## Records supplied
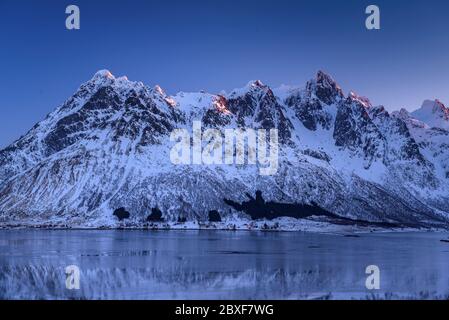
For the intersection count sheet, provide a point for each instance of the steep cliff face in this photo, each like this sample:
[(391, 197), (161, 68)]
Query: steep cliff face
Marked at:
[(108, 147)]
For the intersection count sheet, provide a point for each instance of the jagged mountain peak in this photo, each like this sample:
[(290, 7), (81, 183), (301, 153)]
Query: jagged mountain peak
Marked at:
[(108, 147), (103, 74), (434, 113)]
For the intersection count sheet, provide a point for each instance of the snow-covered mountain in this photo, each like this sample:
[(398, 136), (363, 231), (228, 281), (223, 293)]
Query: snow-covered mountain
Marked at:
[(108, 147)]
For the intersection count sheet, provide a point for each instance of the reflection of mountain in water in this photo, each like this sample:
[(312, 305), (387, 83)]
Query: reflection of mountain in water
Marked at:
[(259, 209)]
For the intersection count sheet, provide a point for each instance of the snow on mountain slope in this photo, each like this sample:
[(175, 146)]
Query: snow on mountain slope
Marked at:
[(108, 146)]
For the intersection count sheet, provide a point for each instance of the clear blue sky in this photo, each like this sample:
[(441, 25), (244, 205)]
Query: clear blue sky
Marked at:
[(191, 45)]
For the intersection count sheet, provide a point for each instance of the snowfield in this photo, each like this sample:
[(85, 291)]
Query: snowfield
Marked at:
[(108, 147)]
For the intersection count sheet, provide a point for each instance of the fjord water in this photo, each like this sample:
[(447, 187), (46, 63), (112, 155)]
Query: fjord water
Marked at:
[(221, 265)]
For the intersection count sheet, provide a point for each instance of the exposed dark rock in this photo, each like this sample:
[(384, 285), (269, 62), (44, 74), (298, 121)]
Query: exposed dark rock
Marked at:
[(155, 216), (259, 209), (214, 216)]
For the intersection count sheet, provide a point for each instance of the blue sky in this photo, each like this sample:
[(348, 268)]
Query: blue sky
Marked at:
[(213, 45)]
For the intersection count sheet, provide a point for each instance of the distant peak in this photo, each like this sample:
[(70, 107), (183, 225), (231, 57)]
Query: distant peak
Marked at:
[(434, 106), (322, 77), (324, 87), (255, 84), (157, 88), (363, 100)]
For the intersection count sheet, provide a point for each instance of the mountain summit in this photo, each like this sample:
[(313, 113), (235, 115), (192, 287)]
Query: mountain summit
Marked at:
[(108, 148)]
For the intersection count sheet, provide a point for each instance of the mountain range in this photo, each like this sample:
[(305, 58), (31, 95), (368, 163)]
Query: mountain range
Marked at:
[(108, 147)]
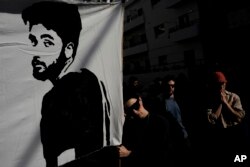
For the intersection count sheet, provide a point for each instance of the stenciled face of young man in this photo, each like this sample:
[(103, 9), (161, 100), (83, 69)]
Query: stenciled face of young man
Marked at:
[(49, 54)]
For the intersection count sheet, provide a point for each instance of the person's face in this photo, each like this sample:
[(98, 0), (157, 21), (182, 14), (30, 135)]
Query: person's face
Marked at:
[(47, 48), (221, 86), (171, 87)]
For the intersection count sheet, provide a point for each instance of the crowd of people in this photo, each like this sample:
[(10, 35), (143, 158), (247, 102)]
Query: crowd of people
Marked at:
[(172, 124)]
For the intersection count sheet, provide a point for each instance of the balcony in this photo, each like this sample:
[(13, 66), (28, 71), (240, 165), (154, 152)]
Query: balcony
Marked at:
[(179, 33)]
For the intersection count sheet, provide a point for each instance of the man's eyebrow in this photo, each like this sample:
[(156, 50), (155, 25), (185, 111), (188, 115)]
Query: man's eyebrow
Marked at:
[(47, 36)]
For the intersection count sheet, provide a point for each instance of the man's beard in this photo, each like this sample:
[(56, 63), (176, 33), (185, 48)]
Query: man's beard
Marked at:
[(52, 71)]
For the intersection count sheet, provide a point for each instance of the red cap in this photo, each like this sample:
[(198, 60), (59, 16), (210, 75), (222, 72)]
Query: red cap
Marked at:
[(220, 77)]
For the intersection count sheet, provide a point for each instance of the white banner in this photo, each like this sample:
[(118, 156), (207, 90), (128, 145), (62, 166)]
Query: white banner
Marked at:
[(46, 109)]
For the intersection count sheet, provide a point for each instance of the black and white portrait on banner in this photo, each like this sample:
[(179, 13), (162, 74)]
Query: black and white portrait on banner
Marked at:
[(66, 50)]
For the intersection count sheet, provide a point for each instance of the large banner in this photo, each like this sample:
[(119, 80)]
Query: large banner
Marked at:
[(60, 81)]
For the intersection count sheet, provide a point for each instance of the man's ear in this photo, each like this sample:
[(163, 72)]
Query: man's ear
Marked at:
[(69, 50)]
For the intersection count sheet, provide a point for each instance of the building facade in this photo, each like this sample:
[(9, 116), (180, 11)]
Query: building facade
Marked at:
[(161, 37)]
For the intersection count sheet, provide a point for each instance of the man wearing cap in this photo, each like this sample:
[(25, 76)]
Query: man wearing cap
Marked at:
[(225, 115)]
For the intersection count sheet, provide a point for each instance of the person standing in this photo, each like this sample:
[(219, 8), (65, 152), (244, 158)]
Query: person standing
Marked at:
[(146, 140), (168, 107), (225, 116)]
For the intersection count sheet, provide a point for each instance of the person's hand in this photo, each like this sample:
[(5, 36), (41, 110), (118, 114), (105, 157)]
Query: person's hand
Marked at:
[(123, 151), (223, 97)]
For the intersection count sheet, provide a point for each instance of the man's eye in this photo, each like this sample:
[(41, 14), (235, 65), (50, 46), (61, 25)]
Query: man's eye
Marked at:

## Aim
Write out every row above as a JSON list of strings, one string for each line, skipping blank lines and leaving out the pictures.

## Written solution
[
  "For the intersection count sheet, provide a point for each instance of the steep cliff face in this photo, each like this sample:",
  "[(391, 197), (161, 68)]",
  "Query: steep cliff face",
  "Marked at:",
  "[(108, 147)]",
  "For the intersection count sheet, provide a point for each instance of the jagged mountain peak in this photo, each like this sample:",
  "[(290, 7), (81, 183), (301, 153)]",
  "Query: jagged mountain peak",
  "Marked at:",
  "[(108, 147), (103, 74), (434, 113)]",
  "For the intersection count sheet, provide a point for each instance of the snow-covered mountain in this photo, each like this sample:",
  "[(398, 136), (363, 231), (228, 281), (223, 293)]",
  "Query: snow-covered mountain",
  "Marked at:",
  "[(108, 147)]",
  "For the intersection count sheet, provide a point for each instance of the reflection of mountain in water in this photo, each like this sample:",
  "[(312, 305), (387, 83)]",
  "Query: reflection of mountain in water",
  "Marked at:",
  "[(259, 209)]",
  "For the intersection count sheet, provide a point for each instance of the snow on mountain slope in this photo, each like this sample:",
  "[(175, 146)]",
  "Query: snow on mountain slope",
  "Marked at:",
  "[(108, 146)]",
  "For the intersection count sheet, provide a point for each instance of the clear blue sky in this photo, each like this sample:",
  "[(441, 25), (244, 205)]",
  "Query: clear blue sky",
  "Marked at:",
  "[(191, 45)]",
  "For the intersection count sheet, provide a point for each instance of the snowfield in this photo, each like this sample:",
  "[(85, 291)]",
  "Query: snowfield",
  "Marked at:",
  "[(108, 147)]",
  "For the intersection count sheet, provide a point for each instance of the fjord water in this photo, each like this sample:",
  "[(447, 187), (46, 63), (112, 155)]",
  "Query: fjord water",
  "Marked at:",
  "[(221, 265)]",
  "For the intersection count sheet, provide a point for each instance of the exposed dark rock in this photo, each like this sample:",
  "[(384, 285), (269, 62), (44, 74), (298, 121)]",
  "Query: exposed dark rock",
  "Marked at:",
  "[(155, 216), (259, 209), (214, 216)]",
  "For the intersection count sheet, provide a point for each instance of the blue sky in this photo, each like this sample:",
  "[(348, 268)]",
  "Query: blue sky",
  "Marked at:",
  "[(213, 45)]",
  "For the intersection count sheet, provide a point for each instance of the distant peak in this photo, each like this sample:",
  "[(70, 107), (183, 225), (231, 57)]",
  "Query: distant peak",
  "Marked at:",
  "[(434, 106), (322, 77), (324, 87), (255, 84), (157, 88), (363, 100)]",
  "For the intersection count sheet, provide a point for each instance of the mountain summit in this photo, each like this sample:",
  "[(313, 113), (235, 115), (192, 287)]",
  "Query: mountain summit",
  "Marked at:",
  "[(108, 148)]",
  "For the intersection count sheet, provide a point for each instance of the mountain range in this photo, each like this sample:",
  "[(305, 58), (31, 95), (368, 163)]",
  "Query: mountain range",
  "Marked at:",
  "[(108, 147)]",
  "For the intersection count sheet, provide a point for each instance of the stenciled face of young man in this photo, each like this sample:",
  "[(103, 9), (161, 100), (83, 69)]",
  "Query: stenciled face of young man",
  "Marked at:",
  "[(49, 54)]",
  "For the intersection count sheet, provide a point for each instance of the person's face in this photo, each like this sample:",
  "[(98, 0), (157, 21), (182, 14), (30, 135)]",
  "Query: person's face",
  "Marked at:",
  "[(47, 48), (221, 86), (171, 87)]",
  "For the intersection count sheet, provide a point for each instance of the crowd of people in this photo, each like this sample:",
  "[(10, 35), (143, 158), (247, 102)]",
  "Query: crowd of people",
  "Marked at:",
  "[(172, 124)]",
  "For the intersection count sheet, provide a point for each instance of the balcony in this photo, each like this sample:",
  "[(13, 66), (28, 71), (240, 165), (154, 152)]",
  "Query: balcony",
  "Marked at:",
  "[(179, 33)]",
  "For the intersection count sheet, provide a point for each instance of the man's eyebrow in this photo, each like this sample:",
  "[(156, 50), (155, 25), (185, 111), (188, 115)]",
  "Query: man's eyebrow",
  "Marked at:",
  "[(47, 36)]",
  "For the intersection count sheet, provide a point for each instance of the man's beard in this photo, each like this sample:",
  "[(56, 63), (176, 33), (185, 48)]",
  "Query: man's beard",
  "Marked at:",
  "[(52, 71)]",
  "For the intersection count sheet, provide a point for each instance of the red cap in this photo, each like this sample:",
  "[(198, 60), (59, 16), (210, 75), (222, 72)]",
  "Query: red cap",
  "Marked at:",
  "[(220, 77)]",
  "For the intersection count sheet, provide a point for each instance of the white banner in this photo, each like this sample:",
  "[(118, 156), (207, 90), (128, 145), (62, 166)]",
  "Query: white banner",
  "Marked at:",
  "[(46, 109)]",
  "For the intersection count sheet, provide a point for each instance of the black and white portrait on banner in this photo, each like this sample:",
  "[(179, 13), (162, 74)]",
  "Query: black and white portrait on banner",
  "Marked at:",
  "[(66, 50)]",
  "For the intersection count sheet, provide a point for each instance of the large banner in this photo, each like this sample:",
  "[(119, 80)]",
  "Query: large banner",
  "Marked at:",
  "[(60, 81)]",
  "For the intersection count sheet, provide a point for each instance of the man's ear in this photo, each like this sample:",
  "[(163, 72)]",
  "Query: man's ear",
  "Marked at:",
  "[(69, 50)]",
  "For the intersection count sheet, provide a point for each instance of the building facade in this photo, each like this sample:",
  "[(9, 116), (180, 11)]",
  "Query: building facade",
  "Marked at:",
  "[(161, 37)]",
  "For the intersection count sheet, provide a point for each instance of the man wearing cap in this photo, each like this sample:",
  "[(25, 76)]",
  "Query: man wearing cap",
  "Marked at:",
  "[(225, 115)]",
  "For the intersection count sheet, provide a point for each instance of the person standing in this photo, each like this sample:",
  "[(219, 8), (65, 152), (244, 158)]",
  "Query: person standing",
  "Marked at:",
  "[(146, 140), (168, 107), (225, 116)]",
  "For the intersection count sheet, provide a point for each instance of the person's hand in this photo, each like this sample:",
  "[(5, 36), (41, 110), (118, 114), (105, 157)]",
  "Query: person's hand",
  "Marked at:",
  "[(123, 151), (223, 97)]",
  "For the intersection count sheet, provide a point for each instance of the man's eye in this photo, each like this sample:",
  "[(41, 14), (235, 65), (50, 46), (61, 25)]",
  "Query: man's eye",
  "Marked at:"
]